VORGEGEBENER TEXT
Die meisten europäischen Austern stammen also von der Gigas ab – doch auch vermeintlich identische Austern schmecken sehr unterschiedlich, je nachdem, in welcher Region und welchem Wasser sie gezüchtet wurden.

Fragiler, rarer und teurer sind die flachen, fast runden Austern, wie man sie oft in der Bretagne findet. Eben die ursprüngliche europäische Auster. Mir schmeckt sie am besten. Sie haben zuweilen – je nach Züchter – einen frisch-nussigen Beigeschmack und außerdem einen längeren »Abgang« als ihre rauschaligen, langen Vettern. Teuer sind sie schon deshalb, weil sie etwa fünf Mal langsamer als die Gigas wachsen. Nur ganz selten findet man Austern, die in der freien Natur außerhalb der Austernparks lebten. Sie können zu erstaunlichen Größen heranwachsen. Nicht umsonst nennen bretonische Austernfischer diese »großen Wilden« auch »Pferdefuß«. Ein solches Exemplar kann nur noch mit einem Steakmesser zerlegt werden. Ohnehin ist der Fang solcher Mega-Austern eigentlich verboten.

ZU ERLEDIGENDE AUFGABE
Gib aus dem Text über Austern den Abschnitt wörtlich zurück, der mit den Worten „Fragiler, rarer und“ beginnt und mit „Mega-Austern eigentlich verboten.“ endet.

DATEN ZUR ÜBUNG

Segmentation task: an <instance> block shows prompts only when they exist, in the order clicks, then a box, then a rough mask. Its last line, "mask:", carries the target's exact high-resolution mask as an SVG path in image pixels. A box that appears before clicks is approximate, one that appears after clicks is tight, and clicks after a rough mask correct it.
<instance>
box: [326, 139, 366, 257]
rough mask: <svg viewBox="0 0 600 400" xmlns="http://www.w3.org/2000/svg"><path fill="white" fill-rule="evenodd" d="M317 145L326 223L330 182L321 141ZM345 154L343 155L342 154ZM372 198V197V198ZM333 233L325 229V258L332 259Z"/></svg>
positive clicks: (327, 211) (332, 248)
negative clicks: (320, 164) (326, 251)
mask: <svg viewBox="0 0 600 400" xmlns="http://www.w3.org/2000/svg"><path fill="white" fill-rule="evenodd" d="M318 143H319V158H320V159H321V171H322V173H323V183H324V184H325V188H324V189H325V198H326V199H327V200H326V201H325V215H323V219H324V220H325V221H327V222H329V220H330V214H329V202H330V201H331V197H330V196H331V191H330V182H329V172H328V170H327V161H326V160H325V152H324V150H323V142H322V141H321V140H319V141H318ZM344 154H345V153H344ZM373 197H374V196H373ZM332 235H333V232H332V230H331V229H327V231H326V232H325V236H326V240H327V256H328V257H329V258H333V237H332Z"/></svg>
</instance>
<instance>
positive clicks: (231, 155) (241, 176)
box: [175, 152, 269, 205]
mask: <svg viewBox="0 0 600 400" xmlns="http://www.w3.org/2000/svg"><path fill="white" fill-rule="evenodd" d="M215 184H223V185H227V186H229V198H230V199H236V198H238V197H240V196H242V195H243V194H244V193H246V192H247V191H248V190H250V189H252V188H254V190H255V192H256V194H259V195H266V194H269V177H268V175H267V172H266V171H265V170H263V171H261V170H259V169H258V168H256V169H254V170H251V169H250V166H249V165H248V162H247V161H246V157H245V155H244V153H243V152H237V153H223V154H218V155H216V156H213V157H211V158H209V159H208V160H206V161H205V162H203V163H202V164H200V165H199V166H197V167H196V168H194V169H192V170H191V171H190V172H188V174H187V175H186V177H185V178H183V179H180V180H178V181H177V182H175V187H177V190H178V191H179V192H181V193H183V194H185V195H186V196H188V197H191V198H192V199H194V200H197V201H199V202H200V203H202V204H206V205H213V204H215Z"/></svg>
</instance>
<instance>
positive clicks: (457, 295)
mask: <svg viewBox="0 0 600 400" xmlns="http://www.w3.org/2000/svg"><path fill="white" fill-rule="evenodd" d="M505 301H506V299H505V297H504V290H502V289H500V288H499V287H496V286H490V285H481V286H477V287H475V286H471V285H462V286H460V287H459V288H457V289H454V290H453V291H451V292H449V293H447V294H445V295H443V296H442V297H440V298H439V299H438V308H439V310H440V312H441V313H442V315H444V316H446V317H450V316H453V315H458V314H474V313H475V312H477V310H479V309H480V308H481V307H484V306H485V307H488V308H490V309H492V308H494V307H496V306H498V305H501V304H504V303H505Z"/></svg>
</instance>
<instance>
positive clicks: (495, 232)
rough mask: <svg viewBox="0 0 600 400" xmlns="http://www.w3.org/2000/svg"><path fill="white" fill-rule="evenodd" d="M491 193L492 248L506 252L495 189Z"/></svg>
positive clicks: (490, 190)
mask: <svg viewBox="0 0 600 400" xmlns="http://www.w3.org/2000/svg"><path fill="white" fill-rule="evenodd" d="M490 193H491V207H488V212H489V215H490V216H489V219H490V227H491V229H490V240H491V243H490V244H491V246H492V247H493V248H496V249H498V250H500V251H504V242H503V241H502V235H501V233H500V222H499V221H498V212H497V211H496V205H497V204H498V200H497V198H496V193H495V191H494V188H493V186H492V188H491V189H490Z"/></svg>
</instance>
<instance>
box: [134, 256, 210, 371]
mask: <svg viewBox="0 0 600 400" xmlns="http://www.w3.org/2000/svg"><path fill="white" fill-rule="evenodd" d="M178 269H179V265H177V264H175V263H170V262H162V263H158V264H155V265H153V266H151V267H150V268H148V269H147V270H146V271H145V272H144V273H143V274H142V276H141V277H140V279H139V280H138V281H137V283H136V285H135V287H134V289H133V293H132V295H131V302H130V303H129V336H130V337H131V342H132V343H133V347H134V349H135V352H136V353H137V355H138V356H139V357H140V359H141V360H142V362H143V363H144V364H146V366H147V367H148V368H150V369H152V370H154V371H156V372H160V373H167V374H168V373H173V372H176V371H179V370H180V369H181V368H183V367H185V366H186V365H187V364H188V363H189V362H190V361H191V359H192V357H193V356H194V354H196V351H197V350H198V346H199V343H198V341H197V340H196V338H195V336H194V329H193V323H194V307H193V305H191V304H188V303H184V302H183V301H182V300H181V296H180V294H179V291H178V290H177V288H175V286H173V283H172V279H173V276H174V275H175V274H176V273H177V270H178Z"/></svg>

---

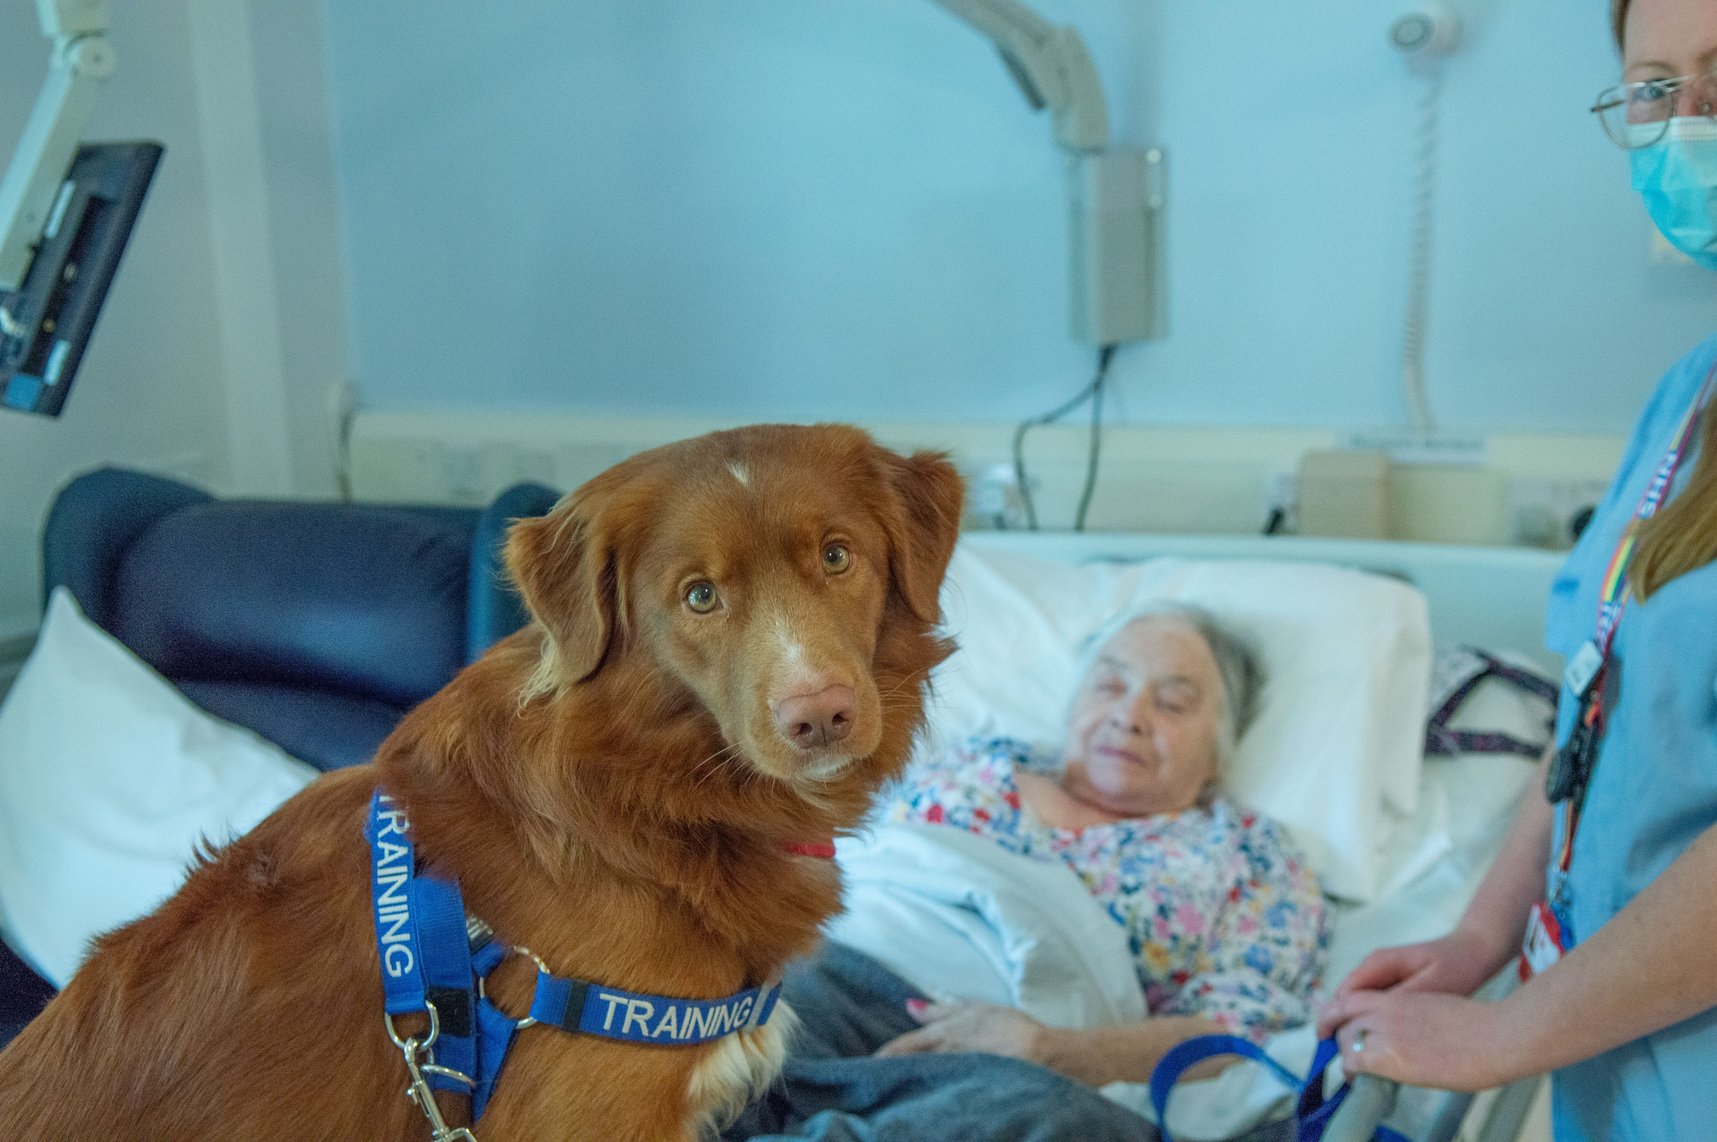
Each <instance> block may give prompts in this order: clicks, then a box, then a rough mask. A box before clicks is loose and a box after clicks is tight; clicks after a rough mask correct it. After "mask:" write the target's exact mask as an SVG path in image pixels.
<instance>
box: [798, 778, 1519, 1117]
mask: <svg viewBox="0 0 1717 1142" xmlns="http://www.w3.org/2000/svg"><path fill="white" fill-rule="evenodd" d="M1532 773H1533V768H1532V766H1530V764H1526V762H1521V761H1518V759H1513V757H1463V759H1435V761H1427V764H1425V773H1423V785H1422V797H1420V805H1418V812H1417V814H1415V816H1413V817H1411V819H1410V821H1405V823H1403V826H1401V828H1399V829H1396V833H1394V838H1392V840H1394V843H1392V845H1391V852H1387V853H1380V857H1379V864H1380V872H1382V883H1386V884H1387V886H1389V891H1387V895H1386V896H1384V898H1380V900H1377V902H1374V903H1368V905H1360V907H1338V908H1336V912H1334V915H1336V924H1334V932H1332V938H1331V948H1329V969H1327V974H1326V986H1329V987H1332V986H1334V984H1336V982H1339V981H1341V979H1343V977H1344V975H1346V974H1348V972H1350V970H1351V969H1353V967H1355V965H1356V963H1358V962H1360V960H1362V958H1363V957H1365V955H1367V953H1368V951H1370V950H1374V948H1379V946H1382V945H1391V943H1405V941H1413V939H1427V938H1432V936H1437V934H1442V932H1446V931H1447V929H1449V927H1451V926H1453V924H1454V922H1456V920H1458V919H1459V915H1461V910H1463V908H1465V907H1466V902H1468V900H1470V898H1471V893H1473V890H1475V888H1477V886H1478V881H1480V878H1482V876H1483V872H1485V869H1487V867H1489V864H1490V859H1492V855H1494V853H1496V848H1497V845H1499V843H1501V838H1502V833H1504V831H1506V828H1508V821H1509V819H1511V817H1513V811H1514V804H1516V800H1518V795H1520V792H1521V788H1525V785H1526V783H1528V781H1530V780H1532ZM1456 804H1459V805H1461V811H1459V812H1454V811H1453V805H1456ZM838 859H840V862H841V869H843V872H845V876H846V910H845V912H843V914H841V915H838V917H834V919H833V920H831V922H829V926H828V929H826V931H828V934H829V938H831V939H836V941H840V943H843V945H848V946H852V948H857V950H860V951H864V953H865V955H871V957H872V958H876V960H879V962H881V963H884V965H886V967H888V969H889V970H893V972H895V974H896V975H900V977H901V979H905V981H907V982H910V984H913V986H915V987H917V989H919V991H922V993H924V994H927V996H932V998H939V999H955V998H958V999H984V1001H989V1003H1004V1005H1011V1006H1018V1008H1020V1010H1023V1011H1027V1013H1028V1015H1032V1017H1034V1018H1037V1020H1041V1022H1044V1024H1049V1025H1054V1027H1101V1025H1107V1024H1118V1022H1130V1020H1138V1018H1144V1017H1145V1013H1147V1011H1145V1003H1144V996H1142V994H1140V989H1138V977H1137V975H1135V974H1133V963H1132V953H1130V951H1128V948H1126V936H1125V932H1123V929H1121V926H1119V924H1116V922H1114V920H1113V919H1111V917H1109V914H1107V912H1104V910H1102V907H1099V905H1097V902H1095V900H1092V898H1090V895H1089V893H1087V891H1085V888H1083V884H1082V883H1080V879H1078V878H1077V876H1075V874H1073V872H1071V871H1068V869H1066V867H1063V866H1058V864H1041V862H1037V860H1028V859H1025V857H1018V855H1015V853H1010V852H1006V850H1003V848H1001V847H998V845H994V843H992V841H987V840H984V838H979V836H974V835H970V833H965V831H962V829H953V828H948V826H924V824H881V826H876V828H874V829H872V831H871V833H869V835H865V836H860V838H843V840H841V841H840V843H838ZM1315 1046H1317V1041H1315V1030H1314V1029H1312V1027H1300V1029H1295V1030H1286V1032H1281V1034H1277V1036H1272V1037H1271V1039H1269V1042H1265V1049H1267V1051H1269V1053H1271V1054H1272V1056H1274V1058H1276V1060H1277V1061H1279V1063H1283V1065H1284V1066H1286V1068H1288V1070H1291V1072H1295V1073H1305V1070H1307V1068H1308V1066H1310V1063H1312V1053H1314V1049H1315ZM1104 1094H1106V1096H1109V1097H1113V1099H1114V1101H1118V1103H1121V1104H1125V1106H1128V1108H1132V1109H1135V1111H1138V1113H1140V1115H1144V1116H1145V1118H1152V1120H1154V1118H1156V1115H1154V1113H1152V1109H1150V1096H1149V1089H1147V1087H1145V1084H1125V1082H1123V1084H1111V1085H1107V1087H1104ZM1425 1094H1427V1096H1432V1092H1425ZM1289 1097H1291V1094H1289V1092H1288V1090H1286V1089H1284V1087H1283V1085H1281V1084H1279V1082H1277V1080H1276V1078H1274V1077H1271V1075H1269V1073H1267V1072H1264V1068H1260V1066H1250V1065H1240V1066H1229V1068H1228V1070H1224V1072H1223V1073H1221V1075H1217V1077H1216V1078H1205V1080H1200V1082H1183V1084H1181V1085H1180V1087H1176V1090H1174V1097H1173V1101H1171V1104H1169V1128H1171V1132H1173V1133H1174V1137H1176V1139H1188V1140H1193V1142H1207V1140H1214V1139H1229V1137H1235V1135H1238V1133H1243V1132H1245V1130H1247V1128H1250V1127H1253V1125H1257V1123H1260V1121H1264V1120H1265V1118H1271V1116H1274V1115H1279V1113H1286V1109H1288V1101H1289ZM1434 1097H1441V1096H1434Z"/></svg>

==

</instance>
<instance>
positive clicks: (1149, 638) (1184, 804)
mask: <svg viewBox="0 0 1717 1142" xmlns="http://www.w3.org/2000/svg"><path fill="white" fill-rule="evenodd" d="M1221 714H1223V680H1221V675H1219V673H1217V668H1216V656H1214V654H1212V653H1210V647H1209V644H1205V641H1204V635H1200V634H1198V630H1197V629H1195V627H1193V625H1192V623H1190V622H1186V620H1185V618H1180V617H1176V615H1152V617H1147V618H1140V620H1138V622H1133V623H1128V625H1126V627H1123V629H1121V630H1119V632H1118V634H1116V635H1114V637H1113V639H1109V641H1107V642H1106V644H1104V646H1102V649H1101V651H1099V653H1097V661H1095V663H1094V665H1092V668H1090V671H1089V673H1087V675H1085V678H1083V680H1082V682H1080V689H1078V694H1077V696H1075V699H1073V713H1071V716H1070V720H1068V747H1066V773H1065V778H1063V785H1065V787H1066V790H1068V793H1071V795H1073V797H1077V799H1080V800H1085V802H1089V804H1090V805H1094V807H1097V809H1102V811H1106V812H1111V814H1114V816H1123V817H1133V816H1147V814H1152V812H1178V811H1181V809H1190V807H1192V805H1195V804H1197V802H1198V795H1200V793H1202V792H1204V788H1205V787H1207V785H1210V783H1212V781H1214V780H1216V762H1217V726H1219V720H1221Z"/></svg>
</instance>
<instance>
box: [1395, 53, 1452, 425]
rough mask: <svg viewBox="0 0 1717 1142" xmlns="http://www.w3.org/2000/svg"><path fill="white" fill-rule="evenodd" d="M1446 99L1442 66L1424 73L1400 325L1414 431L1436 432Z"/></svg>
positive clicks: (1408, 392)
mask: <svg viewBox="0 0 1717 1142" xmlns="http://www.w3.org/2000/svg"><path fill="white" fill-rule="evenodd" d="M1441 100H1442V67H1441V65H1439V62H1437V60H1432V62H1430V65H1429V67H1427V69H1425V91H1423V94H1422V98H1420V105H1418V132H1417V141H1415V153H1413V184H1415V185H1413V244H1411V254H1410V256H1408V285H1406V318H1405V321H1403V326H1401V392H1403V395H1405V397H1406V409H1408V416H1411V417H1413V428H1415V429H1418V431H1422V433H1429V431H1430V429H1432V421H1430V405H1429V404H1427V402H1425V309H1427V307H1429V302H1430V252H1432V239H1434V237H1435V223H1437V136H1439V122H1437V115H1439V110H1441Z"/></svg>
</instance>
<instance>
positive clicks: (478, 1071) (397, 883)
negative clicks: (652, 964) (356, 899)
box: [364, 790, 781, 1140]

LÖSUNG ZUR AUFGABE
Fragiler, rarer und teurer sind die flachen, fast runden Austern, wie man sie oft in der Bretagne findet. Eben die ursprüngliche europäische Auster. Mir schmeckt sie am besten. Sie haben zuweilen – je nach Züchter – einen frisch-nussigen Beigeschmack und außerdem einen längeren »Abgang« als ihre rauschaligen, langen Vettern. Teuer sind sie schon deshalb, weil sie etwa fünf Mal langsamer als die Gigas wachsen. Nur ganz selten findet man Austern, die in der freien Natur außerhalb der Austernparks lebten. Sie können zu erstaunlichen Größen heranwachsen. Nicht umsonst nennen bretonische Austernfischer diese »großen Wilden« auch »Pferdefuß«. Ein solches Exemplar kann nur noch mit einem Steakmesser zerlegt werden. Ohnehin ist der Fang solcher Mega-Austern eigentlich verboten.